===== INFORMATION =====
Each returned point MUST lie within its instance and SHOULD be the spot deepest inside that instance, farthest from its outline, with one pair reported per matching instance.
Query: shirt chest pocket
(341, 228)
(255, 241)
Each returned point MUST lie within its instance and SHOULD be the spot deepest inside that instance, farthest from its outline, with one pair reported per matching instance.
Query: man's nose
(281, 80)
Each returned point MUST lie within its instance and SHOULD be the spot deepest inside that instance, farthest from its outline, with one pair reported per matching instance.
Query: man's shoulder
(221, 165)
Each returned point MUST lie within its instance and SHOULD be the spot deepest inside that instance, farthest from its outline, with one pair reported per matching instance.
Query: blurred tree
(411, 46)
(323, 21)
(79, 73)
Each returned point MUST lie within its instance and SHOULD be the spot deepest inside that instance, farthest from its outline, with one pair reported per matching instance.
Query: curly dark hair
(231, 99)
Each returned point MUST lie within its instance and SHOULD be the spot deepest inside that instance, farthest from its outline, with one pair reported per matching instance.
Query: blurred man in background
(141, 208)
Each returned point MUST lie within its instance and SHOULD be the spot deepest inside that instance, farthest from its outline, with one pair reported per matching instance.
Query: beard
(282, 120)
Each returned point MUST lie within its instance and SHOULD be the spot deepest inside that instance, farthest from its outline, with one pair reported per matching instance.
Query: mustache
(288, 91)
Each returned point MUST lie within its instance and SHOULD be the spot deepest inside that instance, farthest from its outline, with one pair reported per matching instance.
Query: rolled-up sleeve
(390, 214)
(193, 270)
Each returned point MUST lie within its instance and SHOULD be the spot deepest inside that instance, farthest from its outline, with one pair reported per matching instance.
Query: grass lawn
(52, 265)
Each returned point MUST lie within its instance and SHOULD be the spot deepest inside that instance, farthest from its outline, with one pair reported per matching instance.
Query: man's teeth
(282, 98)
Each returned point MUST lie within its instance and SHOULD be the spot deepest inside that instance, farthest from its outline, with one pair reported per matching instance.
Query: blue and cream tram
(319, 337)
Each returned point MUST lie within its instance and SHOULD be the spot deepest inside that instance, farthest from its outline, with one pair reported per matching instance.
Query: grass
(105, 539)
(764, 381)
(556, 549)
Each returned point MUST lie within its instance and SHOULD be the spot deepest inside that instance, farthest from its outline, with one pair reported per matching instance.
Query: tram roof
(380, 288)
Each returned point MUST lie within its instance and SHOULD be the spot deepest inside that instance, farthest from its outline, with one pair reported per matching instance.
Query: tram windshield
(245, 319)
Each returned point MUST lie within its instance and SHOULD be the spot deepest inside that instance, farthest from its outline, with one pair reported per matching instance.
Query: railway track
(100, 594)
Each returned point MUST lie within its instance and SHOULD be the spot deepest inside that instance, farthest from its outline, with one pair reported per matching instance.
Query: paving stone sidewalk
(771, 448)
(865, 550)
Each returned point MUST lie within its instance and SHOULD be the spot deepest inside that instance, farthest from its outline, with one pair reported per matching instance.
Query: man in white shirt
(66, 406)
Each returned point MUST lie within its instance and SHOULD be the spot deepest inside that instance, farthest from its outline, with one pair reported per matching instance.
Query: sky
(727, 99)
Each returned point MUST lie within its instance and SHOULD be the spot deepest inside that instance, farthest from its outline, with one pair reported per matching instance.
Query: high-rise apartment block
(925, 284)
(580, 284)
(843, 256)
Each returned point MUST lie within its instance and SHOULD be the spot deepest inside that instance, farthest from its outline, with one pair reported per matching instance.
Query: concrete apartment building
=====
• **DIRECTIONS**:
Word for word, reproduce every record shown above.

• **ANSWER TO THIS EXERCISE**:
Each returned point MUST lie within its instance and SHOULD be the spot deepest inside that instance, farthest from its outline, with one pair reported per matching instance.
Query: shirt chest pocket
(341, 228)
(255, 241)
Each returned point MUST lie within its instance and SHOULD be the spot deepest inside that instance, farthest from its outline, with one pair reported per matching instance.
Query: man's nose
(281, 80)
Each returned point MUST lie within its instance and SHOULD be the spot deepest inside that instance, farthest from its outline, with one pair reported per matching instance.
Query: man's shoulder
(221, 165)
Each returned point MUST lie within its instance and SHOULD be the spot deepest inside that instance, farthest from its outline, with one pair reported per matching instance.
Query: blurred tree
(411, 46)
(323, 21)
(79, 73)
Each returned point MUST lie within its instance and SHOULD be the spot deepest inside that instance, farthest from its outline, with one pair reported per matching instance.
Query: curly dark hair
(231, 99)
Each returned point MUST lie within its instance and SHOULD be the spot deepest inside that instance, farthest from its outline, with one pair reported per matching instance.
Query: blurred man in background
(141, 208)
Each returned point MUST lie within its instance and SHOULD be the spot deepest inside that instance, farthest from its outline, with one pair reported per matching instance.
Query: beard
(282, 120)
Each returned point MUST lie within its instance and SHOULD be the spot deepest inside that instance, farthest from its outline, with one pair reported per matching instance.
Query: mustache
(288, 91)
Each returned point MUST lie within its instance and SHOULD be the spot deepest inside that instance, farthest from its outline, with one pair reported per matching instance.
Query: rolled-up sleeve
(390, 214)
(193, 270)
Each returned point MUST lie within its instance and SHOULD be the spot deepest inside that instance, farthest from its outline, with one pair reported per matching instance.
Query: grass lawn
(52, 265)
Each returned point MUST lie within its instance and SHOULD be the spot deepest inside that instance, farthest from its outline, with one pair reported per matching instance.
Query: man's teeth
(282, 98)
Each returned point MUST lie within its instance and SHOULD be the spot deepest inside that instance, farthest from its outline, with one pair reported per matching instance.
Query: blue and cream tram
(319, 337)
Each returned point MUST lie within its instance and SHOULD be the spot deepest inside that instance, farthest from its outline, with one pair reported per matching instance.
Query: grass
(105, 539)
(764, 381)
(556, 549)
Each returned point MUST lie within its instance and SHOULD be the spot deepest inside that instance, farthest from its outline, with one pair reported per matching instance.
Query: tram roof
(380, 288)
Each returned point MUST lie within its instance and SHOULD be the spot deepest inside that instance, farthest from its outline, with one pair reported per matching instance.
Query: tram windshield
(245, 319)
Each returned point MUST lie within its instance and SHOULD be the spot deepest inside that instance, farthest from its outline, with one pair reported per matching instance.
Query: railway track
(100, 594)
Each returned point MUST lie within its instance and SHOULD be the spot deepest inside that instance, farthest from its outline, with one pair reported per matching instance.
Query: paving stone sidewalk
(771, 448)
(865, 550)
Each returned point MUST lie within its instance and SHOULD be the spot deepest inside that instance, farthest from its outline, with one pair reported per matching instance.
Query: man in white shirt
(66, 406)
Each returned point MUST lie within its instance and SHOULD be the spot deepest inside that instance, farthest from its outline, with one pair reported per matching instance.
Query: sky
(727, 99)
Each returned point MUST lie within its instance and SHOULD be the spot deepest inside that instance, farthest from its outline, with one pair reported per matching instance.
Query: high-rise apartment block
(925, 284)
(580, 284)
(843, 256)
Each returned point MUST lie within its instance and SHOULD be the spot deepest inside that instance, farthest from its outline, with one pair reported per matching instance.
Query: concrete apartment building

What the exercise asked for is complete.